— Begin RECORDS TO PROCESS —
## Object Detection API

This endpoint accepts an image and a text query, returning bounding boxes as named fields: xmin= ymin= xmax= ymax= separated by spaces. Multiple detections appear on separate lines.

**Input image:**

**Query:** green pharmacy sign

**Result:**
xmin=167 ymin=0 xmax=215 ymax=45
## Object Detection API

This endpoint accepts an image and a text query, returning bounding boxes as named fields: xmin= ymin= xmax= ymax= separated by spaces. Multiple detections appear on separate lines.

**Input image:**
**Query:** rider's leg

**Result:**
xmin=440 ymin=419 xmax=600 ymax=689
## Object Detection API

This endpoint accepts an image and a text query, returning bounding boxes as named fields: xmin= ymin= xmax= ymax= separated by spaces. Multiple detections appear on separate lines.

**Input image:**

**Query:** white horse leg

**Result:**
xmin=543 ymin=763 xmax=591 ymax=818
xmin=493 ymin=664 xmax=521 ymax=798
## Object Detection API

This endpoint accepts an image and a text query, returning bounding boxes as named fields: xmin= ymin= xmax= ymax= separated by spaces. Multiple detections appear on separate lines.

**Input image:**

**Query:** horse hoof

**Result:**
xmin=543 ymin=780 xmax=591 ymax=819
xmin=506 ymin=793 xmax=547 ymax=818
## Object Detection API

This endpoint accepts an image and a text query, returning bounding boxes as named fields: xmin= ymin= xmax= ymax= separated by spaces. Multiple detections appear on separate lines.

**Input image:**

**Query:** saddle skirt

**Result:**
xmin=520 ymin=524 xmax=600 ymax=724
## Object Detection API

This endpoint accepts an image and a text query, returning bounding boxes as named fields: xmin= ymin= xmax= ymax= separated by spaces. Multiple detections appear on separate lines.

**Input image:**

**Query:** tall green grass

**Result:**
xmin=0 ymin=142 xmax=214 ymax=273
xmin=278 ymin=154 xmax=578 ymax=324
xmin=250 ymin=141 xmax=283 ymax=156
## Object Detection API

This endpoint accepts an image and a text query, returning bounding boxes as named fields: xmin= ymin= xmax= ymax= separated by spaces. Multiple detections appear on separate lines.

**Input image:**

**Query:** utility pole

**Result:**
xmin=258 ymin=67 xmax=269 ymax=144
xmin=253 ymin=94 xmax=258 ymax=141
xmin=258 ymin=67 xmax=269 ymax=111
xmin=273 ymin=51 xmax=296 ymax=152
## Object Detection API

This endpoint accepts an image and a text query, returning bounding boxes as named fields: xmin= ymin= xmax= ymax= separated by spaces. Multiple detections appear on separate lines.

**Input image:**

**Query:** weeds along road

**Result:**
— End RECORDS TO PROCESS —
Copy out all of the material above line for line, with no changes.

§ OUTPUT
## Object Detection API

This endpoint accepts an image and a text query, returning bounding boxes as named fields: xmin= ymin= xmax= ymax= separated by spaces. Multiple detections appear on separate lines.

**Input image:**

**Query:** green pharmacy sign

**Result:**
xmin=167 ymin=0 xmax=215 ymax=45
## Object Detection API

This endpoint accepts an image and a text query, returning bounding boxes as named fields: xmin= ymin= xmax= ymax= separated by spaces. Multiple detections appear on separate lines.

**Input image:**
**Query:** rider's leg

**Result:**
xmin=440 ymin=419 xmax=600 ymax=689
## Object Detection API

This endpoint accepts an image and a text query, returning bounding boxes as named fields: xmin= ymin= xmax= ymax= separated by spaces. Multiple detections appear on separate lines.

**Input image:**

**Query:** white horse leg

**Result:**
xmin=543 ymin=763 xmax=591 ymax=818
xmin=493 ymin=664 xmax=521 ymax=798
## Object Detection API

This endpoint accepts an image and a text query, returning bounding boxes as named fields: xmin= ymin= xmax= ymax= separated by spaces. Multiple detections appear on separate lines.

**Input image:**

**Query:** horse hoof

**Result:**
xmin=543 ymin=780 xmax=591 ymax=819
xmin=506 ymin=793 xmax=547 ymax=818
## Object Detection API

This endpoint accepts an image and a text query, returning bounding boxes as named fields: xmin= ymin= xmax= ymax= separated by spaces. Multiple detections appear on separate lines.

**Input image:**

**Query:** saddle skirt

**Result:**
xmin=520 ymin=524 xmax=600 ymax=724
## Object Detection API

This endpoint accepts an image and a text query, returning bounding boxes as named fields: xmin= ymin= xmax= ymax= separated by spaces. Multiple detections appear on separate lines.

**Input image:**

**Query:** tall green grass

**Result:**
xmin=0 ymin=142 xmax=214 ymax=273
xmin=278 ymin=154 xmax=578 ymax=324
xmin=250 ymin=141 xmax=283 ymax=156
## Object Detection API

This endpoint accepts an image and a text query, returning bounding boxes as named fields: xmin= ymin= xmax= ymax= separated by spaces. Multiple detections appear on separate lines.

**Input image:**

**Query:** utility pole

**Result:**
xmin=258 ymin=67 xmax=269 ymax=144
xmin=253 ymin=94 xmax=258 ymax=141
xmin=258 ymin=67 xmax=269 ymax=111
xmin=273 ymin=51 xmax=296 ymax=152
## Object Detection API

This endpoint accepts an image and a text query, returning bounding boxes as named fields: xmin= ymin= xmax= ymax= separated by spaces. Multiple detections appear on separate lines.

**Input image:**

**Query:** weeds along road

**Result:**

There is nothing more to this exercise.